# REQUIRED WORK
Scan the entries below and extract each line with the word "When" in it.

# DATA TO EXAMINE
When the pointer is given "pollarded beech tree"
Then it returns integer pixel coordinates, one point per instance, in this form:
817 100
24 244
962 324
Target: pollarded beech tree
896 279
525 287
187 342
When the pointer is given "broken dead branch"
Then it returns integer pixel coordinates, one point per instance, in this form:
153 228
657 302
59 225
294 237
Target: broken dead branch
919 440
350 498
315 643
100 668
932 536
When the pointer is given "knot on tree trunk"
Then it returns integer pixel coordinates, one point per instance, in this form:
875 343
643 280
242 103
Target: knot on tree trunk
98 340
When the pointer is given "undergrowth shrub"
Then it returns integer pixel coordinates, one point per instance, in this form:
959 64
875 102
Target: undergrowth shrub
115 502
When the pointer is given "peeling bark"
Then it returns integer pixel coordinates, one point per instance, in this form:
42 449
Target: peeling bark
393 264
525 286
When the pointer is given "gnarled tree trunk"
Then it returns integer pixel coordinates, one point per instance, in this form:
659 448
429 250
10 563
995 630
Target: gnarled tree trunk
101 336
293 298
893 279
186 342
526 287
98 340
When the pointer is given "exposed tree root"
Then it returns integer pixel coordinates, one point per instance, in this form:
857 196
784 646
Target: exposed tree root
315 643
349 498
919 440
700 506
--
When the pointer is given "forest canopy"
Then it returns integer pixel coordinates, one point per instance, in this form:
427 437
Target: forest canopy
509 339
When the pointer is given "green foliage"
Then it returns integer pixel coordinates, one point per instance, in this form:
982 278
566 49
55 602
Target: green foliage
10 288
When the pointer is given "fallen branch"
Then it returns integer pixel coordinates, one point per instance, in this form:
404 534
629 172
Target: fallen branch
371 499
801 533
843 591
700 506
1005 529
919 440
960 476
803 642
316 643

# RESPONSE BELOW
When the pointer is given "pollarded beech tree"
When the pointer is given "broken dead branch"
When the pointer is given "knot on tree trunk"
When the pointer is given "undergrowth shrub"
When the pointer is given "peeling bark"
When the pointer is given "gnarled tree trunk"
When the pointer is given "exposed tree root"
When the pointer is given "forest canopy"
When the pointer is given "green foliage"
When the pointer is given "fallen branch"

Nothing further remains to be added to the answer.